● **DOCUMENT TEXT**:
How to replace multiple special characters in Postgres 9.5

Question

I have a table containing a list of name which might contain special character:

id   name
1    Johän
2    Jürgen
3    Janna
4    Üdyr
...

Is there a function that replaces each character for another specific one? (Not necessarily an unaccented one). Something like this:

SELECT id, function('ä,ü',name,'ae,ue');
Result:

    id   name
    1    Johaen
    2    Juergen
    3    Janna
    4    UEdyr
    ...

Possible duplicate of Multiple split and assign order_id CHECK the TRANSLATE part. How convert every char to <space> — Juan Carlos Oropeza, Commented Jul 27, 2016 at 16:59
@JuanCarlosOropeza this is little bit different task - you cannot use translate because it is designed for single characters only. — Pavel Stehule, Commented Jul 27, 2016 at 17:46
I had a similar problem and what I did was just use replace twice. Though I don’t know if that’s the best / efficient way to go about it. replace(replace(column,‘ä’,’ae’), ‘ü’,’ue’) — DardanM, Commented Jul 1, 2020 at 17:39

Community · Accepted Answer · 2017-05-23 12:22:36Z

replace()

If you want just to replace one or few characters you can use function replace(string text, from text, to text) that replaces all occurrences in string substring. The replace function can be used to replace one character to several characters.

translate()

If you want to translate some letters to other letters you can user function translate(string text, from text, to text) that replaces any character in a string that matches a character in the from by the corresponding character in the to set.

Some data to play with:

drop table if exists xyz;

create table xyz (
    id serial not null,
    name varchar(30)
);

insert into xyz (name) values
    ('Juhänäo'),
    ('Jürgüen'),
    ('Dannäu'),
    ('Übüdyr');

Example of replace function:

select replace(name, 'ä', 'a') from xyz;

This function replaces letter ä in the name column with letter a. Juhänäo becomes Juhanao.

select replace(name, 'ä', 'ae') from xyz;

Now it replaces letter ä with ae.

select replace(replace(replace(name, 'ä', 'ae'), 'ü', 'ue'), 'Ü', 'Ue') from xyz;

Not very nice, but in the example all ä become ae, ü become ue, and Ü become 'Ue'.

update xyz set name = replace(replace(replace(name, 'ä', 'ae'), 'ü', 'ue'), 'Ü', 'Ue');

Changes letters and updates rows. The result of the update is following:

Juhaenaeo
Juergueen
Dannaeu
Uebuedyr

Example of translate function:

select translate(name, 'ä,ü,Ü', 'a,u,U') from xyz;

Translates all letters ä to a, ü to u and Ü to U.

● **DATASET EXCERPT**:
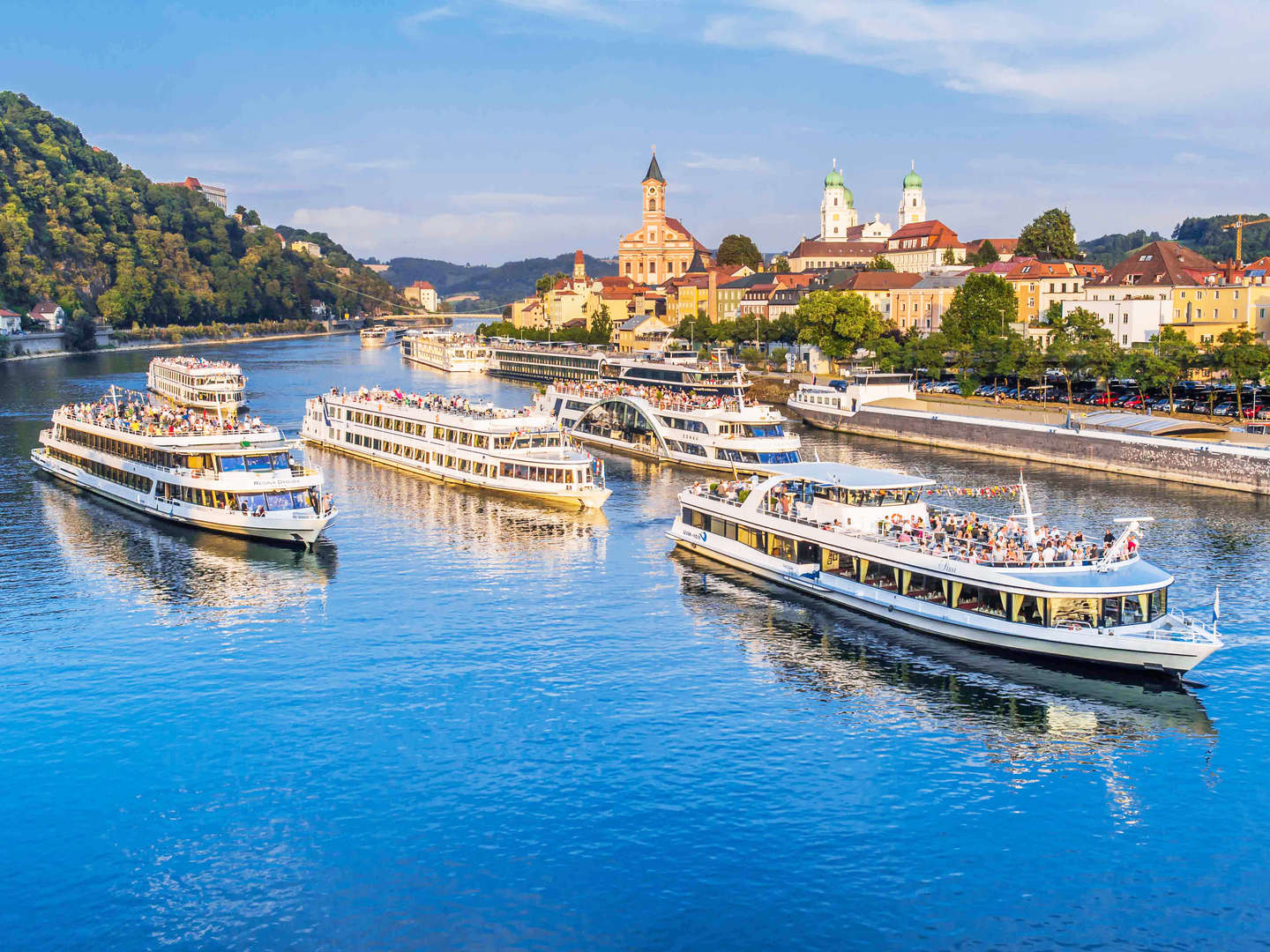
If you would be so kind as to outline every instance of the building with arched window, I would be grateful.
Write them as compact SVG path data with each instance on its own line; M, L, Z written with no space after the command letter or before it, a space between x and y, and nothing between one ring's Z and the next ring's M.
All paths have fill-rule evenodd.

● **WORK INSTRUCTIONS**:
1) List every name value that the Postgres thread inserts into the xyz table.
2) Write the next part of the thread on replacing special characters in Postgres, picking up after its final sentence.
The data has no connection to the thread on replacing special characters in Postgres.

● **FINAL RESULTS**:
1) Juhänäo, Jürgüen, Dannäu, Übüdyr

2)
update xyz set name = translate(name, 'ä,ü,Ü', 'a,u,U');

Updates table so all predefined letters are translated and the change is saved to the database. The result of the update is following:

Juhanao
Jurguen
Dannau
Ubudyr

More information:

Replace characters with multi-character strings

Postgresql string functions

The commas in translate are superfluous; the correct syntax according to the docs would be translate(name, 'äüÜ', 'auU');. — Martin von Wittich, Commented Feb 10, 2023 at 10:18

Pavel Stehule · Accepted Answer · 2016-07-27 17:39:27Z

11

No, there are no this function. Probably is not to hard to write optimized C extension what does it. But C language is not necessary always. You can try SQL or PLpgSQL function:

CREATE OR REPLACE FUNCTION xx(text, text[], text[])
RETURNS text AS $$
   SELECT string_agg(coalesce($3[array_position($2, c)],c),'')
      FROM regexp_split_to_table($1,'') g(c)
$$ LANGUAGE sql;

postgres=# select xx('Jürgen', ARRAY['ä','ü'], ARRAY['ae','ue']);
┌─────────┐
│   xx    │
╞═════════╡
│ Juergen │
└─────────┘
(1 row)

On my comp it does 6000 transformation under 200ms (but I have developer build of PostgreSQL - it is slower).

answered Jul 27, 2016 at 17:39

Pavel Stehule

44.9k6 gold badges95 silver badges98 bronze badges

I wondering what you mean developer build, you mean production build will be faster? If that is the case can you point me to what check to improve the build speed.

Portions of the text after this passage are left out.